■ **WHAT YOU HAVE TO DO**
Only the lines from the one containing "Could you point to the red" to the end of the material belong in your answer. Please copy them word for word.

===============

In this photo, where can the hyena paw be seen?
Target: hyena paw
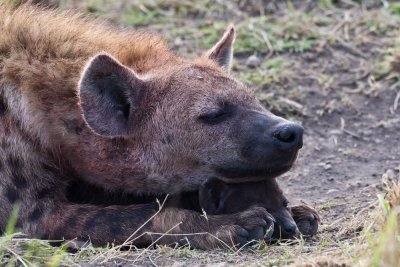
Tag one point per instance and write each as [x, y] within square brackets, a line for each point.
[242, 228]
[306, 218]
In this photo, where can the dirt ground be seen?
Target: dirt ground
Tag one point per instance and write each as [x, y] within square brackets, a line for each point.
[328, 65]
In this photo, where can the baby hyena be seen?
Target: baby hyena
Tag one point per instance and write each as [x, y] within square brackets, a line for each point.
[81, 101]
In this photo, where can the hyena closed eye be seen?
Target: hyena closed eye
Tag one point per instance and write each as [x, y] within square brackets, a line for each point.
[85, 102]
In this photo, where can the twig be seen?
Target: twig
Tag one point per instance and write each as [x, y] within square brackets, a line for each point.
[19, 258]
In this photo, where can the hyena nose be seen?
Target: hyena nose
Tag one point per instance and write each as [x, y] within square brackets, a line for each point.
[289, 136]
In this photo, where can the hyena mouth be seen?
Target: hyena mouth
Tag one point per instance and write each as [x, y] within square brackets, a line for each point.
[243, 174]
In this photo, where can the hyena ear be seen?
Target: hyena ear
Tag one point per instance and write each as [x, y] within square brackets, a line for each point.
[109, 94]
[212, 195]
[222, 52]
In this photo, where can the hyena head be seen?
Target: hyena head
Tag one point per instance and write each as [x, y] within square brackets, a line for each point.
[218, 197]
[190, 119]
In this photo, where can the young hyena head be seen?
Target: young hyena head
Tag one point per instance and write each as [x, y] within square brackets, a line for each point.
[190, 120]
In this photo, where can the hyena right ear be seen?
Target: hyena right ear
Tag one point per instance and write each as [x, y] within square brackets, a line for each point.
[222, 52]
[109, 94]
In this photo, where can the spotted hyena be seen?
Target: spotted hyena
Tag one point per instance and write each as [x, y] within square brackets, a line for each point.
[82, 101]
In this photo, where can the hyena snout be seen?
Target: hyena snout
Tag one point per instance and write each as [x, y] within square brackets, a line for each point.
[289, 136]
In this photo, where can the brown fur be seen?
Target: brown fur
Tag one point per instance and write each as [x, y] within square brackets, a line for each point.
[55, 128]
[217, 197]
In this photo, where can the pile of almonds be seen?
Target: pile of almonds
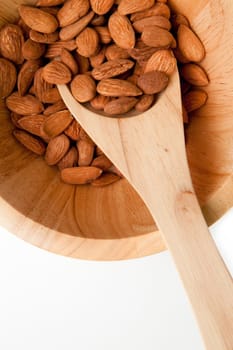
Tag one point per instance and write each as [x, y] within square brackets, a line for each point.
[116, 55]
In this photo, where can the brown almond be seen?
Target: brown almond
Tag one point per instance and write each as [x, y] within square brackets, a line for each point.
[80, 175]
[120, 106]
[101, 7]
[159, 21]
[87, 42]
[72, 10]
[163, 61]
[102, 162]
[117, 88]
[68, 59]
[30, 142]
[11, 42]
[38, 20]
[105, 180]
[56, 149]
[71, 31]
[83, 88]
[7, 77]
[32, 50]
[26, 75]
[194, 100]
[70, 160]
[25, 105]
[114, 52]
[56, 72]
[194, 74]
[153, 82]
[56, 123]
[127, 7]
[112, 69]
[157, 37]
[73, 130]
[121, 31]
[189, 44]
[42, 37]
[86, 152]
[144, 103]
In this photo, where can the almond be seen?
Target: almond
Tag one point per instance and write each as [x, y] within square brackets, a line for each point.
[87, 42]
[194, 74]
[38, 20]
[117, 88]
[120, 106]
[189, 44]
[102, 162]
[11, 42]
[158, 21]
[72, 10]
[163, 61]
[86, 152]
[57, 148]
[105, 180]
[33, 124]
[157, 37]
[73, 130]
[70, 160]
[83, 88]
[25, 105]
[7, 77]
[26, 75]
[71, 31]
[121, 31]
[114, 52]
[32, 50]
[127, 7]
[80, 176]
[101, 7]
[56, 73]
[30, 142]
[194, 100]
[112, 68]
[56, 123]
[42, 37]
[144, 103]
[153, 82]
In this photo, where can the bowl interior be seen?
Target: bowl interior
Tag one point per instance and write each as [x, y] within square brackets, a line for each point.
[113, 222]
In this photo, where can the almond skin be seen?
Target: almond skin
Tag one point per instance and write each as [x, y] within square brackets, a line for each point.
[7, 77]
[127, 7]
[121, 31]
[193, 51]
[153, 82]
[24, 105]
[11, 42]
[30, 142]
[117, 88]
[194, 74]
[83, 88]
[56, 72]
[87, 42]
[38, 20]
[101, 7]
[56, 123]
[57, 148]
[80, 175]
[72, 10]
[111, 69]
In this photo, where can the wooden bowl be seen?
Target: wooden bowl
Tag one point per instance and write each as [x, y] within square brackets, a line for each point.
[113, 223]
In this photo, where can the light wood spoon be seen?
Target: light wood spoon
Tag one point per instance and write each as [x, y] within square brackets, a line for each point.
[149, 150]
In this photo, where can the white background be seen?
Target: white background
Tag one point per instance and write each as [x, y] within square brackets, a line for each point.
[51, 302]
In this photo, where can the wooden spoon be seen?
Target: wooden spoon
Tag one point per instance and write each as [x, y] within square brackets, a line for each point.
[149, 150]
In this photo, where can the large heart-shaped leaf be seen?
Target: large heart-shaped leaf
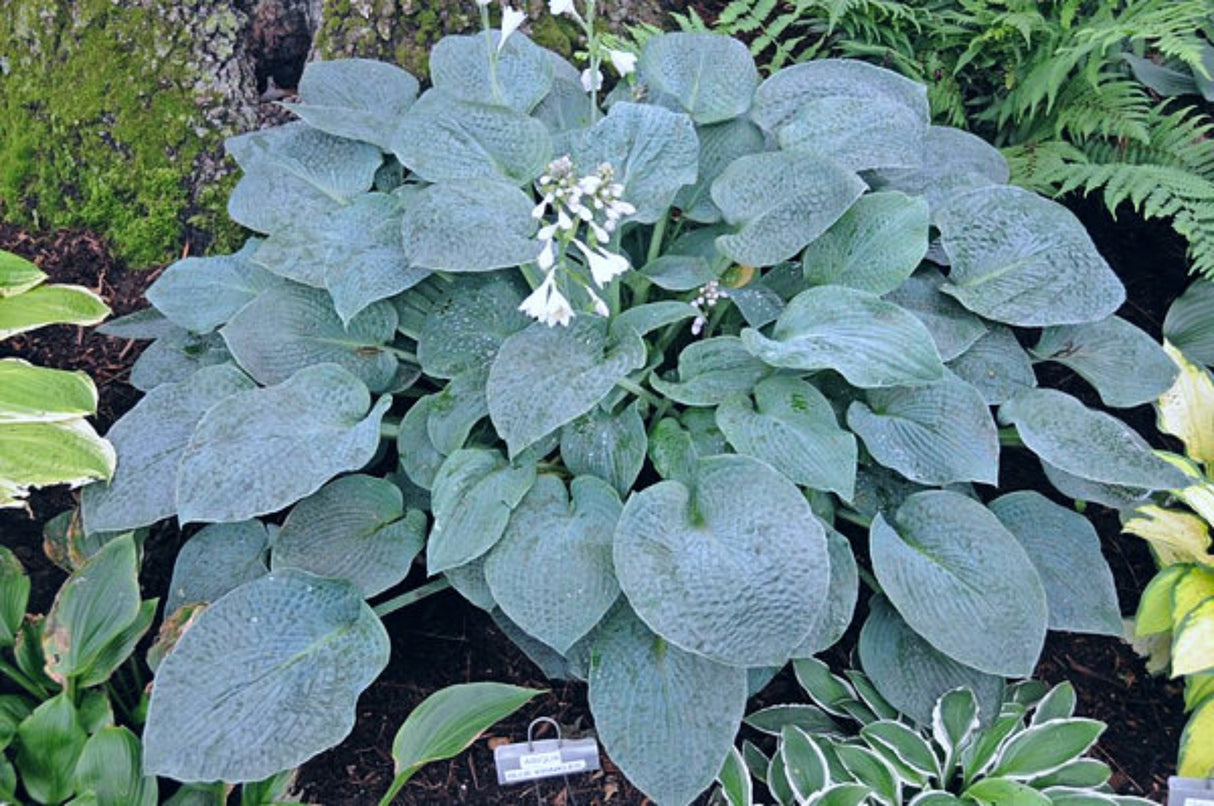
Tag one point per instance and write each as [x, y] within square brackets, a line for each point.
[1065, 549]
[665, 716]
[722, 568]
[261, 449]
[151, 440]
[781, 202]
[353, 528]
[551, 571]
[932, 435]
[869, 341]
[962, 582]
[1024, 260]
[248, 717]
[545, 376]
[293, 327]
[793, 427]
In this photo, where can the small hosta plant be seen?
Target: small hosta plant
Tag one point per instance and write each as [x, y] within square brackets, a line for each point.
[852, 747]
[616, 365]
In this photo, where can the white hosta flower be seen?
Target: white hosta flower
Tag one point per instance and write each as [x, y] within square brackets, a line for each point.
[603, 265]
[510, 21]
[622, 61]
[548, 305]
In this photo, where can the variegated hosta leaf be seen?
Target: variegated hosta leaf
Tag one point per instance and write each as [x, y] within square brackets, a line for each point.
[1024, 260]
[551, 571]
[262, 449]
[665, 716]
[779, 202]
[678, 551]
[962, 582]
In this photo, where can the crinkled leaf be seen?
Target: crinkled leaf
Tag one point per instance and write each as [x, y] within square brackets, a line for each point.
[261, 657]
[1024, 260]
[678, 558]
[261, 449]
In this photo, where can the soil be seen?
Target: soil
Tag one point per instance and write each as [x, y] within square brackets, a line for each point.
[444, 640]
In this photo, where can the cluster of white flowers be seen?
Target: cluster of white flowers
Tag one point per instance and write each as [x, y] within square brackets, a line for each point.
[594, 200]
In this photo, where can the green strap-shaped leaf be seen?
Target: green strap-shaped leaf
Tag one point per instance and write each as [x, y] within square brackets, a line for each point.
[551, 571]
[357, 98]
[781, 202]
[1024, 260]
[793, 427]
[712, 77]
[262, 449]
[1127, 367]
[151, 440]
[869, 341]
[219, 558]
[665, 716]
[472, 226]
[1090, 444]
[50, 305]
[293, 327]
[963, 582]
[676, 556]
[474, 494]
[353, 528]
[233, 722]
[200, 294]
[1065, 549]
[544, 378]
[932, 435]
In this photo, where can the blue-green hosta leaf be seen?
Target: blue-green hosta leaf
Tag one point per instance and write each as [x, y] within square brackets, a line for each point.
[285, 658]
[1127, 367]
[261, 449]
[654, 152]
[909, 673]
[353, 528]
[678, 556]
[544, 378]
[710, 372]
[1024, 260]
[608, 446]
[854, 113]
[476, 225]
[446, 140]
[932, 435]
[665, 716]
[219, 558]
[551, 571]
[719, 145]
[522, 72]
[293, 327]
[952, 328]
[200, 294]
[712, 77]
[869, 341]
[151, 440]
[1090, 444]
[779, 202]
[357, 98]
[962, 582]
[355, 251]
[996, 365]
[1065, 549]
[472, 495]
[793, 427]
[467, 322]
[295, 171]
[874, 247]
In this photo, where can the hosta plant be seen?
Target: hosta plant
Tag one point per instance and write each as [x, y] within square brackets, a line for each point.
[852, 747]
[616, 370]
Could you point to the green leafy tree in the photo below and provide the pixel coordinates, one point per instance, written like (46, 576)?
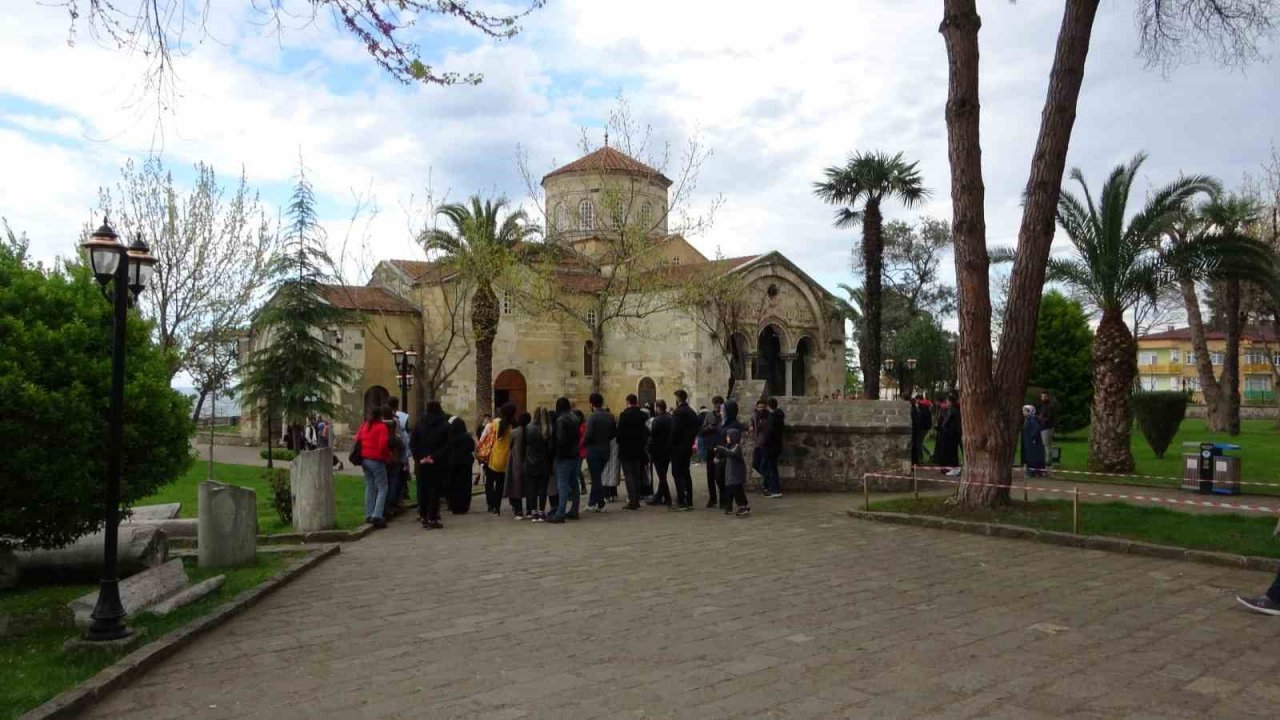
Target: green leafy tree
(859, 187)
(295, 367)
(55, 377)
(1063, 360)
(481, 246)
(1116, 263)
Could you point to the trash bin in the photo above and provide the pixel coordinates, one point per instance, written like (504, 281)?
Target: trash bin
(1208, 469)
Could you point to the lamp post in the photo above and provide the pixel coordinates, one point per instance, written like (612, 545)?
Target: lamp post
(405, 367)
(129, 268)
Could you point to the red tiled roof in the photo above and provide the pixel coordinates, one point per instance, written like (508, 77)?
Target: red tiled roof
(1264, 333)
(365, 297)
(607, 160)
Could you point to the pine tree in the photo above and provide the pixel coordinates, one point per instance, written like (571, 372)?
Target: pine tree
(297, 368)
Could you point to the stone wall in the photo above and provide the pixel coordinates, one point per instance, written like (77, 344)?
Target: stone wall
(830, 445)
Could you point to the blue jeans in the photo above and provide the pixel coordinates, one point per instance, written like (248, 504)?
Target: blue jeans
(597, 458)
(375, 487)
(566, 481)
(769, 470)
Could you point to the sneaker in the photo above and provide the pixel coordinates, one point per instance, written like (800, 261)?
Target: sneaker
(1261, 604)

===============

■ **EXERCISE ANSWER**
Could you point to the red tiled roof in the photo above and provide the pixel coordinates, one point per instance, written like (508, 77)?
Target: red tiled roof
(1264, 333)
(365, 297)
(607, 160)
Could you point to the pine tree in the photo above and provide the pixel coordinates, one point per instance, written like (571, 372)?
Target: pine tree
(297, 368)
Could you point to the stone wall in the photo above and provide the pixel coordinates, one point per instance, written like (77, 344)?
Target: stone wall
(830, 445)
Could you point to the blue jeans in the photo above and provide the pixel coordinates, one point per instance, written like (248, 504)?
Target: blue jeans
(597, 458)
(375, 487)
(566, 481)
(769, 470)
Could you point to the sneaker in the photo above and provide the pixel coordinates, one point per instance, written like (800, 261)?
Target: sneaker
(1261, 604)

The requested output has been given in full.